1. Introduction
The biggest difference is that the new exporter is an UNO component, and instead of accessing Writer’s internals directly, it uses the domain mapper (created for the docx import) interface, which uses Writer’s UNO API for the import. The vision here is that dmapper already has the implementation of mapping items from the Word domain to the Writer domain, so a writerfilter-based RTF importer reduces the amount of duplicated code.
1.1. Terminology
RTFTokenizer refers to the new UNO-based importer, RtfReader refers to the old built-in one.
2. General
An RTF document consists of different types of control words (flags, toggles, values, etc) and text. RtfReader used to hardcode the type of the control words, RTFTokenizer now has this in a central table (originally generated from the specification), making it impossible to handle incorrectly the parameters of control words (e.g. handle the parameter of a value as a toggle).
Also, RTFTokenizer separates the task of separating control words and text, for example the meaning of the special { character defined at a single place, while it was handled in 19 (!) different places in RtfReader.

→ **Dataset entries**:

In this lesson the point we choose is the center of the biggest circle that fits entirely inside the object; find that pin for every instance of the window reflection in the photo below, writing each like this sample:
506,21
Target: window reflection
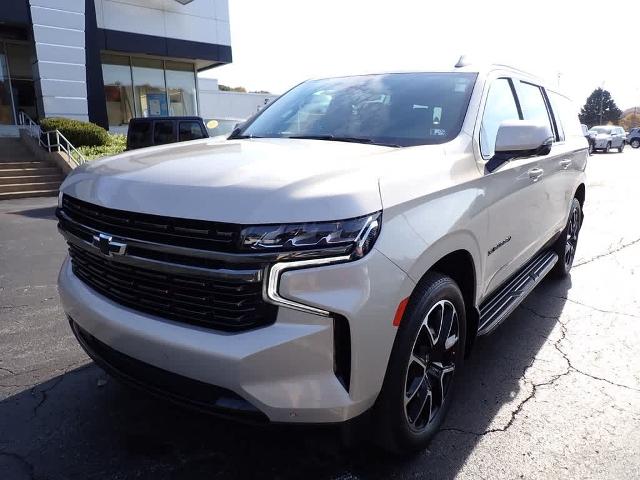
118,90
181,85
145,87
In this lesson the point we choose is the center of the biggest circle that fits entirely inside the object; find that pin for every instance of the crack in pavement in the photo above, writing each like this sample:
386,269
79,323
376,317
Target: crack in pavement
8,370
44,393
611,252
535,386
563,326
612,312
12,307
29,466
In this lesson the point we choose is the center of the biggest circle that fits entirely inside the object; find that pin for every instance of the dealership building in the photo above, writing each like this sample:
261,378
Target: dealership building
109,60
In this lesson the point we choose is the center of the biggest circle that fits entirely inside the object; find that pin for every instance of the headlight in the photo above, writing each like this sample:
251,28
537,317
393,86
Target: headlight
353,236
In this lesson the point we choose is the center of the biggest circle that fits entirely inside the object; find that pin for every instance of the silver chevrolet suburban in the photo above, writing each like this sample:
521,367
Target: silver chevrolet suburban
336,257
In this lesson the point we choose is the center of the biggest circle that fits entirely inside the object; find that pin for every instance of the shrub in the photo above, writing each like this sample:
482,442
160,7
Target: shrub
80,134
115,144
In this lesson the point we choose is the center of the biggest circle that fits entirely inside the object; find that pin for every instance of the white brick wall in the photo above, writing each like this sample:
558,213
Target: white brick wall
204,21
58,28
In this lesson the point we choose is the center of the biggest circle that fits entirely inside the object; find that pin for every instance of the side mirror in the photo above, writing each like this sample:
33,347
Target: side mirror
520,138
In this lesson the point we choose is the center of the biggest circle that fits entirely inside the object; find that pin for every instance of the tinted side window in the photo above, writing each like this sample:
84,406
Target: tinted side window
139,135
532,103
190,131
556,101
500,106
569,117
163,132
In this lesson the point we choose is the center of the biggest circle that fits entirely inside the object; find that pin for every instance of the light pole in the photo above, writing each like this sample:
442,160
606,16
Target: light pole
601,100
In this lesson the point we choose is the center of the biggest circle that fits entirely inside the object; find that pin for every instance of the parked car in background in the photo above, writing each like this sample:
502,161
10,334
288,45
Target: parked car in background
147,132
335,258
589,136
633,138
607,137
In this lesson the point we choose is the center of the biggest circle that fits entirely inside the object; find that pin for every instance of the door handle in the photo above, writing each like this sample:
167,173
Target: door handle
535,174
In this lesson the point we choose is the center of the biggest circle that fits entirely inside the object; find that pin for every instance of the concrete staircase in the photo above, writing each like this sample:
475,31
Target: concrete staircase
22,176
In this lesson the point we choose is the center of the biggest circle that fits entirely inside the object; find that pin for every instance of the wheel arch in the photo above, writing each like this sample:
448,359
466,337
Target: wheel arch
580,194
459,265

→ **Exercises to complete**:
- 1) In the RTF importer passage, how many different places in RtfReader handled the special { character?
- 2) Reproduce the stretch of the RTF importer passage from "1. Introduction" through "old built-in one.".
- 3) Write the next part of the RTF importer passage, picking up after its final sentence.
The records have no connection to the RTF importer passage.

→ **Exercise answers**:
- 1) 19

- 2)
1. Introduction
The biggest difference is that the new exporter is an UNO component, and instead of accessing Writer’s internals directly, it uses the domain mapper (created for the docx import) interface, which uses Writer’s UNO API for the import. The vision here is that dmapper already has the implementation of mapping items from the Word domain to the Writer domain, so a writerfilter-based RTF importer reduces the amount of duplicated code.
1.1. Terminology
RTFTokenizer refers to the new UNO-based importer, RtfReader refers to the old built-in one.

- 3)
3. List of fixed bugs
-
https://bugs.freedesktop.org/show_bug.cgi?id=36877 - Comments are not displayed upon saving and reopening RTF, are lost on re-saving
-
https://bugs.freedesktop.org/show_bug.cgi?id=36922 - FILEOPEN, RTF import, group containing tabs deletes previous tabs
-
https://bugs.freedesktop.org/show_bug.cgi?id=35985 - Changing imported RTF tilts orientation of text
-
https://bugs.freedesktop.org/show_bug.cgi?id=36089 - FILEOPEN: subscripts in RTF from LaTex file are missing
-
https://bugs.freedesktop.org/show_bug.cgi?id=37691 - FILEOPEN: [RTF] embedded picture invisible, rendering messed up.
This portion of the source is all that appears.